- [Point-per-instance localization data]:
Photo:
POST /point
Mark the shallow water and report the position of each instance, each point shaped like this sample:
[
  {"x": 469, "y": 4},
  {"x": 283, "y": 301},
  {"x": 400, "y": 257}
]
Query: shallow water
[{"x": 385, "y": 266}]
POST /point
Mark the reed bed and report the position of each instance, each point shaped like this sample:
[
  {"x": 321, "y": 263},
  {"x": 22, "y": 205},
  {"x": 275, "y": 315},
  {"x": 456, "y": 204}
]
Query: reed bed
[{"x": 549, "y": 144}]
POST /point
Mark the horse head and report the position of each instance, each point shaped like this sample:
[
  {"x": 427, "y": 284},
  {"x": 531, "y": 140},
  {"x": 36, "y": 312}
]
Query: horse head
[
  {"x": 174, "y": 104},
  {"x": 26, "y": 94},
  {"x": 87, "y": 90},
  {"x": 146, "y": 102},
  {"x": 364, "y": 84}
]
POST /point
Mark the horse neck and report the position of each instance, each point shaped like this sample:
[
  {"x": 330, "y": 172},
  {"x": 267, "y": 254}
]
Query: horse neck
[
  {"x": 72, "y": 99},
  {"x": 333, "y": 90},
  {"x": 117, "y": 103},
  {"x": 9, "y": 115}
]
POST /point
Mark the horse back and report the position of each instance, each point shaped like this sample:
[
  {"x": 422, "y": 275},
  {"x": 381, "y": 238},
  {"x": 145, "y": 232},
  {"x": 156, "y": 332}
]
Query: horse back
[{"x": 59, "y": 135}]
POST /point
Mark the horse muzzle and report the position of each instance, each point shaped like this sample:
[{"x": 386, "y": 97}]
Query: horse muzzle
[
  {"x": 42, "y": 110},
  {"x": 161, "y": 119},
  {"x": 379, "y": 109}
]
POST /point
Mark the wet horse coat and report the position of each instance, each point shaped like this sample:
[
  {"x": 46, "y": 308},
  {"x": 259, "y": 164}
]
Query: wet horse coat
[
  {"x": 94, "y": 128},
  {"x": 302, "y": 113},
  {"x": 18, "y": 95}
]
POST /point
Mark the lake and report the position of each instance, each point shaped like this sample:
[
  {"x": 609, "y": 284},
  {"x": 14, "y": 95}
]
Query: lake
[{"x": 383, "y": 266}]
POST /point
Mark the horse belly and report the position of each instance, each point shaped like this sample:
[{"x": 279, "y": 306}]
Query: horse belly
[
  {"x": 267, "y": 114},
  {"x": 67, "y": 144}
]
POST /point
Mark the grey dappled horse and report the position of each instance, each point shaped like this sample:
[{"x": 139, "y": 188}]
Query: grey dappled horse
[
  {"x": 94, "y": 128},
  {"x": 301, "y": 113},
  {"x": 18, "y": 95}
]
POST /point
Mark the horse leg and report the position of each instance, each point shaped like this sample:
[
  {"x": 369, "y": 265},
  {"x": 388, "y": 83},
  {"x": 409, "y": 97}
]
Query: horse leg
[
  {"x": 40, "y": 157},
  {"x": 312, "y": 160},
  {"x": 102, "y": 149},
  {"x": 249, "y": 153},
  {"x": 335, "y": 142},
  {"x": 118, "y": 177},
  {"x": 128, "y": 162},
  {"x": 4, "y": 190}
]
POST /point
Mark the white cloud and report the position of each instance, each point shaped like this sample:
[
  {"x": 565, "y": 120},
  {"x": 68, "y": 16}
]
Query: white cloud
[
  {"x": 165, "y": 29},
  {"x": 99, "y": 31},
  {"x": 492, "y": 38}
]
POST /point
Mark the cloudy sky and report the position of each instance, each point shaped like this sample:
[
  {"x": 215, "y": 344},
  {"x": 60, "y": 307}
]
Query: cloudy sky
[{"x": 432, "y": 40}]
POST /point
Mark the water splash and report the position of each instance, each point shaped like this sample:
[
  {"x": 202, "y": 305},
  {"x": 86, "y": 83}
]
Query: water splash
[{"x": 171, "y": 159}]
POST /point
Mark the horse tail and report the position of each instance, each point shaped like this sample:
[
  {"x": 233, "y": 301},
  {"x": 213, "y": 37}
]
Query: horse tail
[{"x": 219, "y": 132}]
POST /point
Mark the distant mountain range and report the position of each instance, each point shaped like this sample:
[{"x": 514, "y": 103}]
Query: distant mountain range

- [Work task]:
Each line of the data that contains "mountain" belongs in the answer.

- [Answer]:
Mark the distant mountain range and report the position of each instance, each point shaped like this sample:
Query: distant mountain range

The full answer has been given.